* **Task description**
It is required that all of the data be written out exactly.

----- Material for the task

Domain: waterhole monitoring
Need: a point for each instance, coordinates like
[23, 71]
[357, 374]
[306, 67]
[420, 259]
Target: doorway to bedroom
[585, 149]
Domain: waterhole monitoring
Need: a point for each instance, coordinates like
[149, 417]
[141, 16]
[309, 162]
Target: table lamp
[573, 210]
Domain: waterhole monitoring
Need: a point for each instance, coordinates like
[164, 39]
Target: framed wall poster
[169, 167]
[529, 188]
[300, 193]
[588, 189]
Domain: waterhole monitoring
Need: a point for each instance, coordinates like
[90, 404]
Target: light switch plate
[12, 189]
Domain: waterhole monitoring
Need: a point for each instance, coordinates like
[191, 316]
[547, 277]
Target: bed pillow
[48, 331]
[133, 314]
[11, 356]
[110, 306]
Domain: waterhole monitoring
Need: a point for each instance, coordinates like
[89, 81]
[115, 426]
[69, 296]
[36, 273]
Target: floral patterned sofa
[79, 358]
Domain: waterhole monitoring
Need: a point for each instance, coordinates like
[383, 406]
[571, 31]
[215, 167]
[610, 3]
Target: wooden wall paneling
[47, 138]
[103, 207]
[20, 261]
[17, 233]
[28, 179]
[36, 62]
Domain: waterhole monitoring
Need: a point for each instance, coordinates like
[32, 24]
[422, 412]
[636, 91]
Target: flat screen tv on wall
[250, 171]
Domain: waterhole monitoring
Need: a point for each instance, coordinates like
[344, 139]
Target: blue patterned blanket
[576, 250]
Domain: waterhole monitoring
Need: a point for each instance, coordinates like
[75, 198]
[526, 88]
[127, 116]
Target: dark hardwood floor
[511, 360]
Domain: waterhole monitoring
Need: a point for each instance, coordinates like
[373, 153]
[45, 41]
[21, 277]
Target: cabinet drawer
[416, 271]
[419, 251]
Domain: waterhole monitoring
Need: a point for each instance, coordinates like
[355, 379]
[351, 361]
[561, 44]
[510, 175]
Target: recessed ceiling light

----------

* **Correct result**
Domain: waterhole monitoring
Need: a point for each instance, coordinates like
[23, 71]
[357, 374]
[306, 67]
[420, 259]
Target: doorway to bedroom
[585, 149]
Domain: waterhole monitoring
Need: a point for each instance, coordinates like
[149, 417]
[141, 16]
[309, 162]
Target: table lamp
[573, 210]
Domain: waterhole monitoring
Need: a point for each instance, coordinates like
[164, 39]
Target: framed wall poster
[169, 167]
[529, 188]
[300, 193]
[588, 189]
Domain: waterhole monitoring
Need: a point for each instance, coordinates like
[90, 404]
Target: light switch plate
[12, 189]
Domain: waterhole monitoring
Need: a point for each instance, coordinates like
[191, 316]
[547, 277]
Target: bed pillow
[48, 331]
[133, 314]
[11, 356]
[110, 306]
Domain: waterhole monitoring
Need: a point for each instance, coordinates like
[89, 81]
[115, 426]
[69, 296]
[36, 273]
Target: floral patterned sofa
[79, 358]
Domain: waterhole monitoring
Need: a point for each instance, coordinates like
[383, 406]
[571, 31]
[215, 167]
[610, 3]
Target: wooden wall paneling
[47, 138]
[103, 207]
[20, 261]
[17, 233]
[28, 179]
[36, 62]
Domain: waterhole monitoring
Need: a point for each instance, coordinates like
[32, 24]
[422, 412]
[636, 91]
Target: flat screen tv on wall
[250, 171]
Domain: waterhole monitoring
Need: a point for each instance, coordinates like
[344, 139]
Target: blue patterned blanket
[576, 250]
Domain: waterhole monitoring
Need: a point for each instance, coordinates like
[75, 198]
[526, 88]
[127, 116]
Target: dark hardwood floor
[511, 360]
Domain: waterhole monitoring
Need: a point for each instance, coordinates like
[373, 153]
[45, 41]
[21, 277]
Target: cabinet drawer
[416, 271]
[419, 251]
Domain: waterhole monitoring
Need: a point for each instance, coordinates like
[355, 379]
[351, 361]
[561, 44]
[510, 175]
Target: recessed ceiling light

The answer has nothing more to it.